───── Records provided

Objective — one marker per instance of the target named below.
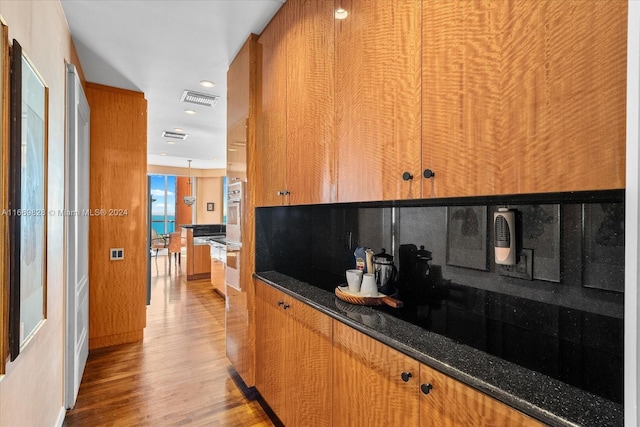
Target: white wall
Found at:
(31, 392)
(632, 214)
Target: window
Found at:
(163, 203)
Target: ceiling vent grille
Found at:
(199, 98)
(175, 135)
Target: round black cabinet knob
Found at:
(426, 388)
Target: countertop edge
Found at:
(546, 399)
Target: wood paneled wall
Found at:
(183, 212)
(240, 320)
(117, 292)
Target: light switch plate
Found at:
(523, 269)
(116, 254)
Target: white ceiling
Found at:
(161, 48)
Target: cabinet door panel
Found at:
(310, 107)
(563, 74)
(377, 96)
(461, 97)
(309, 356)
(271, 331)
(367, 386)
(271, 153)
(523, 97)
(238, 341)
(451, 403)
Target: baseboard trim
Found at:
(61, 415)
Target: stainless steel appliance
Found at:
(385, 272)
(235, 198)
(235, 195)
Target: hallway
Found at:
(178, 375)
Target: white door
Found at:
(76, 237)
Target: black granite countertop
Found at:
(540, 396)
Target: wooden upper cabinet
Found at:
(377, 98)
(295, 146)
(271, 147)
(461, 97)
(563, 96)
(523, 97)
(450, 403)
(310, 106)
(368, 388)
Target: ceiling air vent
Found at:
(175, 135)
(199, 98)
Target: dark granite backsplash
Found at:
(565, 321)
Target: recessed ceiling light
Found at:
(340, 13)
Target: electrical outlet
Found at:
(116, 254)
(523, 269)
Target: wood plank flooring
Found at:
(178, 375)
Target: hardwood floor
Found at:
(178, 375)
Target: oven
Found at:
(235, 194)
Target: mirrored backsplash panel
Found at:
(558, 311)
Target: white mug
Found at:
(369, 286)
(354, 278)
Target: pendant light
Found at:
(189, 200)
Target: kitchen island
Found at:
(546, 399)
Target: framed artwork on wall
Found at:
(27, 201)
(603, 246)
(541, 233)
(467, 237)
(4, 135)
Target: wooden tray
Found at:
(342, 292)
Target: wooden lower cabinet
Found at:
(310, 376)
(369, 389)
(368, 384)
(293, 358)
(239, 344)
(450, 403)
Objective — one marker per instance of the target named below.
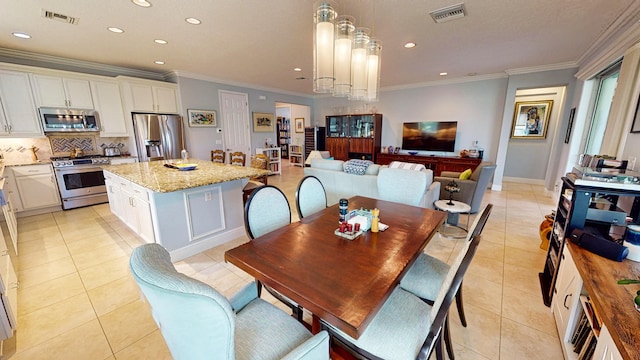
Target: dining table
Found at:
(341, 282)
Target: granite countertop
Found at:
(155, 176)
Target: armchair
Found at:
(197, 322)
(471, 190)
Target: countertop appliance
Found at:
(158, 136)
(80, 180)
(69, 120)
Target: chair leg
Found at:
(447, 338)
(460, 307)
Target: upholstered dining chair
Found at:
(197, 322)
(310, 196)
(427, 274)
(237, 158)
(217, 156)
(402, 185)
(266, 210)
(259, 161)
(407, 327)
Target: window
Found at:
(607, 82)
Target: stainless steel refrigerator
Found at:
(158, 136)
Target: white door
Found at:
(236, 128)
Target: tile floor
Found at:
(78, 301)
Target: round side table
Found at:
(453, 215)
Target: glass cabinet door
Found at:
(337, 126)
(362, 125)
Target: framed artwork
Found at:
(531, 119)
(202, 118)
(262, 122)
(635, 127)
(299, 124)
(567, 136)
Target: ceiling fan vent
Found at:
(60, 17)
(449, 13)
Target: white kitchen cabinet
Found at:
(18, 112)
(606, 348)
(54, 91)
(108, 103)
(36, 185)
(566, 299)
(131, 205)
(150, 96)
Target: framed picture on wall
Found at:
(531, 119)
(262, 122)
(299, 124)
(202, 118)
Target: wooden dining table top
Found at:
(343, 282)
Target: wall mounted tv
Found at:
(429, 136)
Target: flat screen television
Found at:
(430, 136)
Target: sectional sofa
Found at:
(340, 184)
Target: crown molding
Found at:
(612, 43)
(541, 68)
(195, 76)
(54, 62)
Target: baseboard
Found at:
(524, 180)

──────────

▸ Exercise details
Please copy out the whole listing exactly as it stands, minus the pictures.

▸ Exercise response
Objective — one marker per instance of the target named below.
Target: white wall
Found at:
(31, 392)
(632, 214)
Target: window
Found at:
(163, 203)
Target: ceiling vent grille
Found at:
(199, 98)
(175, 135)
Target: round black cabinet knob
Found at:
(426, 388)
Target: countertop edge
Found at:
(546, 399)
Target: wood paneled wall
Found at:
(183, 212)
(240, 320)
(117, 292)
Target: light switch plate
Found at:
(523, 269)
(116, 254)
Target: white ceiling
Found at:
(161, 48)
Target: cabinet door panel
Found at:
(310, 107)
(563, 74)
(377, 96)
(461, 97)
(309, 356)
(271, 331)
(367, 386)
(271, 153)
(523, 97)
(238, 341)
(451, 403)
Target: baseboard trim
Found at:
(61, 415)
Target: stainless steel appliance
Found at:
(385, 272)
(235, 198)
(235, 195)
Target: hallway
Found at:
(178, 375)
Target: white door
Found at:
(76, 237)
Target: black granite countertop
Found at:
(540, 396)
Target: wooden upper cabinet
Found at:
(377, 98)
(295, 146)
(271, 147)
(461, 97)
(563, 96)
(523, 97)
(450, 403)
(310, 106)
(368, 388)
Target: ceiling air vent
Found at:
(175, 135)
(199, 98)
Target: dark granite backsplash
Found at:
(565, 321)
Target: recessed ceiling light
Found at:
(340, 13)
Target: electrical outlet
Found at:
(116, 254)
(523, 269)
Target: wood plank flooring
Found at:
(178, 375)
Target: hardwood floor
Found at:
(178, 375)
Target: oven
Found at:
(235, 194)
Target: mirrored backsplash panel
Found at:
(558, 311)
Target: white mug
Found at:
(369, 286)
(354, 278)
Target: pendant light
Found at:
(189, 200)
Target: kitchen island
Found at:
(546, 399)
Target: framed artwork on wall
Found at:
(27, 201)
(603, 246)
(541, 233)
(467, 237)
(4, 135)
Target: wooden tray
Found at:
(342, 292)
Target: wooden lower cabinet
Found at:
(310, 376)
(369, 389)
(368, 384)
(293, 358)
(239, 344)
(450, 403)
Objective — one marker per instance of the target named below.
Target: dining table
Found at:
(341, 282)
Target: granite countertop
Found at:
(155, 176)
Target: armchair
Found at:
(197, 322)
(471, 190)
Target: countertop appliance
Found at:
(158, 136)
(80, 180)
(69, 120)
Target: chair leg
Found at:
(447, 338)
(460, 307)
Target: upholstered dining chair
Found at:
(197, 322)
(310, 196)
(427, 274)
(237, 158)
(217, 156)
(402, 185)
(266, 210)
(259, 161)
(407, 327)
Target: window
Found at:
(607, 82)
Target: stainless steel refrigerator
Found at:
(158, 136)
Target: white door
Found at:
(236, 128)
Target: tile floor
Found at:
(78, 301)
Target: round side table
Found at:
(453, 215)
Target: glass cabinet door
Found at:
(337, 126)
(362, 125)
Target: framed artwork
Found at:
(531, 119)
(202, 118)
(262, 122)
(635, 127)
(299, 124)
(567, 136)
Target: ceiling fan vent
Found at:
(60, 17)
(449, 13)
Target: white kitchen cabinet
Found at:
(18, 112)
(606, 348)
(54, 91)
(108, 103)
(36, 185)
(566, 299)
(131, 205)
(150, 96)
Target: framed picture on wall
Found at:
(531, 119)
(262, 122)
(299, 124)
(202, 118)
Target: wooden dining table top
Found at:
(343, 282)
Target: wall mounted tv
Found at:
(429, 136)
Target: flat screen television
Found at:
(430, 136)
Target: sectional sofa
Found at:
(340, 184)
Target: crown molding
Found at:
(612, 43)
(541, 68)
(195, 76)
(54, 62)
Target: baseboard
Found at:
(524, 180)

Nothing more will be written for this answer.